Telle est la solution retenue par la première chambre civile de la Cour de cassation, aux termes d’un arrêt rendu le 18 mars 2020 (Cass. civ. 1, 18 mars 2020, n° 18-26.788, F-D N° Lexbase : A49233KK).

Dans cette affaire, le de cujus et sa première épouse s’étaient mariés en 1944 et deux filles étaient issues de leur union. Un arrêt du 4 février 1959 avait prononcé leur divorce et désigné un notaire chargé de procéder aux opérations de comptes, liquidation et partage de leur communauté. La même année, le de cujus avait épousé sa seconde épouse et trois filles étaient issues de cette union.

Un jugement du 28 février 1967 avait tranché une partie des contestations relatives à la liquidation de la communauté ayant existé entre le de cujus et sa première épouse, qui en avait interjeté appel. Le de cujus était décédé au cours de cette procédure, le 3 octobre 1967, laissant pour lui succéder ses cinq filles et son épouse survivante, elle-même décédée le 20 octobre 2012. Des difficultés étaient nées aux cours des opérations de comptes, liquidation et partage des deux successions.

Pour constater que le testament du de cujus était caduc et privé d'effet, la cour d’appel de Douai (CA Douai, 25 octobre 2018, n° 16/03731 N° Lexbase : A2310YIE) avait retenu, d'abord, que la lettre manuscrite à l'attention de sa seconde épouse, datée du 29 juin 1967 constituait le dit testament. Il constatait, ensuite, que celle-ci avait été expressément désignée par le défunt pour exécuter personnellement auprès des enfants des deux lits ses dernières volontés, stipulées solidaires, et ce, dans un délai raisonnable, puisqu'était notamment prévu le versement d'une pension alimentaire pour l’un des enfants jusqu'à ses 20 ans. Il relevait, encore, qu'il était constant que cette seconde épouse avait dissimulé l'existence de ce testament, en particulier aux filles issues du premier lit du défunt, pendant plus de 37 ans et qu'elle n'avait pris aucune disposition pour s'assurer de la transmission de la contre-valeur et des dividendes attachés à la moitié des sept cent vingt parts de la société A alors qu'elle ne pouvait ignorer que ces parts appartenaient à la communauté du premier mariage. Il ajoutait que l’une des deux filles issues du premier mariage, désignée légataire, avec sa soeur, de la part de communauté de leur père, était décédée le 28 mai 2014, avant que les dernières volontés du défunt, solidaires les unes des autres, n'aient été exécutées et qu'il en était de même pour la seconde épouse, désignée légataire avec ses filles d'un bien immobilier.
=====
**À VOUS:** D'après le texte du document, à quelle date le de cujus est-il décédé ? Les lignes qui suivent ne servent pas ici.

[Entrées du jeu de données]
=====
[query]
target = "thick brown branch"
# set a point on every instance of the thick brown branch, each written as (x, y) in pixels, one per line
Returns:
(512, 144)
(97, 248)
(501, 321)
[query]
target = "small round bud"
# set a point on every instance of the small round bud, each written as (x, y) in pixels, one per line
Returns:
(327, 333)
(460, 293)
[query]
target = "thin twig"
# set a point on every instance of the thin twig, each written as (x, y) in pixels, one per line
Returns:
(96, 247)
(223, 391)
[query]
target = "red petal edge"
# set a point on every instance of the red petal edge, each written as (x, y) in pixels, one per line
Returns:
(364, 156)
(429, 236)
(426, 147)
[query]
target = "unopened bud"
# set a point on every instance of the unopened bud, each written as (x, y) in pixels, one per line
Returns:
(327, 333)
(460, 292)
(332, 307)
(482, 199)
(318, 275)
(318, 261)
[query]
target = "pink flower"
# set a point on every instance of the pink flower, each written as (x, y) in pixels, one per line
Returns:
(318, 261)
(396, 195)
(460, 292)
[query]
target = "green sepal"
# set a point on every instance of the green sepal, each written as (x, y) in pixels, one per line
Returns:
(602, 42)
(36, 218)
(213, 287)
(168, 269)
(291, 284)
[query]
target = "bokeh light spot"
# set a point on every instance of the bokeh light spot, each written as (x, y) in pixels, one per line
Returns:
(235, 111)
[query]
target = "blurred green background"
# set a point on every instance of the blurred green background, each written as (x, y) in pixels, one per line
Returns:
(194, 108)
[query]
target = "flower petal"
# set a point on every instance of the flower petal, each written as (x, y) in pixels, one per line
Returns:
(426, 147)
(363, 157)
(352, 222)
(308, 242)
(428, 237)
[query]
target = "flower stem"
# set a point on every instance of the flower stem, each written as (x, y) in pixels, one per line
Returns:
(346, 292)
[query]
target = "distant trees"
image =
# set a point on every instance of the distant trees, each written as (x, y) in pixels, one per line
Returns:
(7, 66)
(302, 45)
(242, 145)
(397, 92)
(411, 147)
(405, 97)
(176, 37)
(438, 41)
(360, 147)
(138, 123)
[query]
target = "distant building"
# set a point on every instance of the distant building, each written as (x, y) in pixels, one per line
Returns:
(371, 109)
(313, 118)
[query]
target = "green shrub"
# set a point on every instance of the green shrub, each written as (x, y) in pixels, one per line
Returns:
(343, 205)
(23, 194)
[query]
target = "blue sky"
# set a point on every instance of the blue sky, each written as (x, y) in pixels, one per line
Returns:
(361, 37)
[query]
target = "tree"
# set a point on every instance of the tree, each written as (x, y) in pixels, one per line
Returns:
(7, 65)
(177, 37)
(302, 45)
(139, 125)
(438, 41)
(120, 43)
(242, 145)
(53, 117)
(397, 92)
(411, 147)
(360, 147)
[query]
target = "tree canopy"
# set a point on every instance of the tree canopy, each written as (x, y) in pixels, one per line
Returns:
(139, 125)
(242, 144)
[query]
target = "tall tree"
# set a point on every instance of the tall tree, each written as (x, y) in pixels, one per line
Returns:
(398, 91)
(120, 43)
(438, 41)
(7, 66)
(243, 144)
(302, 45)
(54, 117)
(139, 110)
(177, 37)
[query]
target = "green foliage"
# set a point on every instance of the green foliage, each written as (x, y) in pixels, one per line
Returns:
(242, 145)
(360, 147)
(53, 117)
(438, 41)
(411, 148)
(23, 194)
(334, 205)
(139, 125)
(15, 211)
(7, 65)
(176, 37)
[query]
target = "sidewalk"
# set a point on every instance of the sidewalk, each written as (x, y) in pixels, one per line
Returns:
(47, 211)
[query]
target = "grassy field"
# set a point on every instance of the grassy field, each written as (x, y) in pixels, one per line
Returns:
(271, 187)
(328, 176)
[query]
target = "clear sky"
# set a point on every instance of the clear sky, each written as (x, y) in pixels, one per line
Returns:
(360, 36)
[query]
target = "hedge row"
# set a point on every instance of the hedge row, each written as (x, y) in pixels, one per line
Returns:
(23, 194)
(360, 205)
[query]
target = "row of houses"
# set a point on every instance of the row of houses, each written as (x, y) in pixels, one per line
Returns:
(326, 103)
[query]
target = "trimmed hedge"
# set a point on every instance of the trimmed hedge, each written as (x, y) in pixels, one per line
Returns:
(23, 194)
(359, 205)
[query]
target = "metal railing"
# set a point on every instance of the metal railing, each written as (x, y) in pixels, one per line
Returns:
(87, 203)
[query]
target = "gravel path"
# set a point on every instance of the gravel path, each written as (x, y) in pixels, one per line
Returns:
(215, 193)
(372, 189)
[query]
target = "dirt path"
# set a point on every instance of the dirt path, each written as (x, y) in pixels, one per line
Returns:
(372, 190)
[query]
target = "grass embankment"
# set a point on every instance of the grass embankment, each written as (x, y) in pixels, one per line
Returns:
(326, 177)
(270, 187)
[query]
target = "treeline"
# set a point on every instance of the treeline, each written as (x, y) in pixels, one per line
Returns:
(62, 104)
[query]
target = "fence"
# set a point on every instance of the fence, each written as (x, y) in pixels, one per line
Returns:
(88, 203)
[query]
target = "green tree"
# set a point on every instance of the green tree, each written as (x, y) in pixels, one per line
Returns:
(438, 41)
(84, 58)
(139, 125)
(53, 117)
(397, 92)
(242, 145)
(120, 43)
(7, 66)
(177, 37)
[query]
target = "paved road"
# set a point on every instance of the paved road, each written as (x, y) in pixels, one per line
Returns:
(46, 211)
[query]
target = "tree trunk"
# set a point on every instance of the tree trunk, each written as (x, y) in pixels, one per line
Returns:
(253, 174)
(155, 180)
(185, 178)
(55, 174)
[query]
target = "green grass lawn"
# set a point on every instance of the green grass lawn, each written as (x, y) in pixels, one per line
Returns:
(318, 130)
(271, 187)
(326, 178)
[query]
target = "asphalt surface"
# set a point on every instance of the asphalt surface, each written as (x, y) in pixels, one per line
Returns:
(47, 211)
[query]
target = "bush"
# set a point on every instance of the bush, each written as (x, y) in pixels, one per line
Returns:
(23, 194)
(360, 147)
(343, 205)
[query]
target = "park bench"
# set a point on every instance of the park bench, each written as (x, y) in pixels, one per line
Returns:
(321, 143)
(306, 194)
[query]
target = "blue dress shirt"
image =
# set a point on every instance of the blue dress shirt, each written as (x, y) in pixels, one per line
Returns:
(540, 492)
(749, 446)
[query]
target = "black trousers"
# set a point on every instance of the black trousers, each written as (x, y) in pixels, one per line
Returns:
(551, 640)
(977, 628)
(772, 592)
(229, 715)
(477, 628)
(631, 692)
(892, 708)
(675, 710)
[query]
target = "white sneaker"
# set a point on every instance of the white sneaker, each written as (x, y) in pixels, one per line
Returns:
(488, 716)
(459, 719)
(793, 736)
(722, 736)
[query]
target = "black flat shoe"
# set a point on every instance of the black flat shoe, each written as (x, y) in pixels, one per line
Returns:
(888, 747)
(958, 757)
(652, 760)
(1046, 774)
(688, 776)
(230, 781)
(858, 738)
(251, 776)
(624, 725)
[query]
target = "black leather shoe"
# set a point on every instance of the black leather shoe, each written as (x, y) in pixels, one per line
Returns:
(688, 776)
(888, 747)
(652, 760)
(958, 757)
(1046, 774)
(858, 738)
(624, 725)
=====
**RÉPONSE ATTENDUE:** Le 3 octobre 1967.